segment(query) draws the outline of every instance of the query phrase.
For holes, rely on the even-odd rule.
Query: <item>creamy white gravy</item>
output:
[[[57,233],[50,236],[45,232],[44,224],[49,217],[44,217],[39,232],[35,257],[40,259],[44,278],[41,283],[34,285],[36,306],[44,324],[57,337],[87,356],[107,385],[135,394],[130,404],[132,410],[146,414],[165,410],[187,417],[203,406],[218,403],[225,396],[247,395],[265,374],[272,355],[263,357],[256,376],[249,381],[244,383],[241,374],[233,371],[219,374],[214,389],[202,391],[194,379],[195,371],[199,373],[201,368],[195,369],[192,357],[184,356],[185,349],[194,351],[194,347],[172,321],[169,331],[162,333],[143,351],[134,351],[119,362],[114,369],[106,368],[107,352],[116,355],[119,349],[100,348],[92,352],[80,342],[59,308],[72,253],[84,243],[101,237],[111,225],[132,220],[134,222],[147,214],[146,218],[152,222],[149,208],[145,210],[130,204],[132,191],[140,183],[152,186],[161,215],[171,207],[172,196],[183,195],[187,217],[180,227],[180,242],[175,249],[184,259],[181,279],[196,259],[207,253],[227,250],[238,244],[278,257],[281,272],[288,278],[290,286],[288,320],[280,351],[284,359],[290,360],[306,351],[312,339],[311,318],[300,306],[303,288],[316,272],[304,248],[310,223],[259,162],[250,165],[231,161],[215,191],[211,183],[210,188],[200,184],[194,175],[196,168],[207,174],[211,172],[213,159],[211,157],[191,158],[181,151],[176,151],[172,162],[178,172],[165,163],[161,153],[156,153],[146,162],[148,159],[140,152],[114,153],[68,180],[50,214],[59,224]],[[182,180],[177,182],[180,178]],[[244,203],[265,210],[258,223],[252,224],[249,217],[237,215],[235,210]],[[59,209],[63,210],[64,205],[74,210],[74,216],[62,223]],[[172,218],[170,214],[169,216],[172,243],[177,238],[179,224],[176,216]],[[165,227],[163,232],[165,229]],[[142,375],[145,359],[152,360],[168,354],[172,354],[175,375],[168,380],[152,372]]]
※ ※ ※
▸ **TO BE DONE**
Duplicate all of the data above line for line, with no alteration to any character.

▸ **FINISHED EXERCISE**
segment(query) draws the outline of every instance of the query phrase.
For holes, rely on the even-odd rule.
Query: <item>creamy white gravy</item>
output:
[[[57,233],[50,236],[45,232],[44,224],[49,217],[44,217],[39,232],[35,257],[40,259],[44,278],[41,283],[34,285],[36,306],[44,324],[57,337],[87,356],[107,385],[135,394],[130,404],[132,410],[146,414],[165,410],[187,417],[203,406],[218,403],[225,396],[247,395],[265,374],[272,355],[263,357],[256,376],[249,381],[244,383],[241,374],[233,371],[219,374],[214,389],[202,391],[194,379],[195,371],[199,373],[201,368],[195,369],[192,357],[184,356],[185,349],[194,351],[194,347],[172,321],[169,331],[162,333],[143,351],[134,351],[119,362],[114,369],[106,368],[107,352],[116,355],[119,349],[100,348],[92,352],[80,342],[59,308],[72,253],[84,243],[101,237],[111,225],[132,220],[134,222],[147,214],[146,218],[152,222],[149,208],[145,210],[130,204],[132,191],[140,183],[152,186],[161,215],[171,207],[172,196],[183,195],[187,217],[180,227],[180,242],[175,249],[184,259],[181,279],[196,259],[207,253],[227,250],[238,244],[278,257],[281,272],[288,278],[290,286],[288,320],[280,351],[284,359],[290,360],[306,351],[312,339],[311,318],[300,306],[303,288],[316,272],[304,248],[310,223],[259,162],[250,165],[231,161],[215,191],[211,183],[210,188],[200,184],[194,175],[196,168],[207,174],[211,172],[213,159],[211,157],[191,158],[181,151],[176,151],[172,162],[178,172],[165,163],[161,153],[156,153],[146,162],[148,159],[140,152],[114,153],[68,180],[50,214],[59,224]],[[182,180],[177,182],[180,178]],[[244,203],[265,210],[258,223],[252,224],[249,217],[237,215],[235,210]],[[59,209],[63,210],[64,205],[74,210],[74,216],[62,223]],[[172,218],[170,214],[169,216],[172,243],[177,238],[179,224],[176,216]],[[165,227],[163,232],[165,229]],[[142,375],[145,359],[152,360],[168,354],[172,354],[175,375],[168,380],[152,372]]]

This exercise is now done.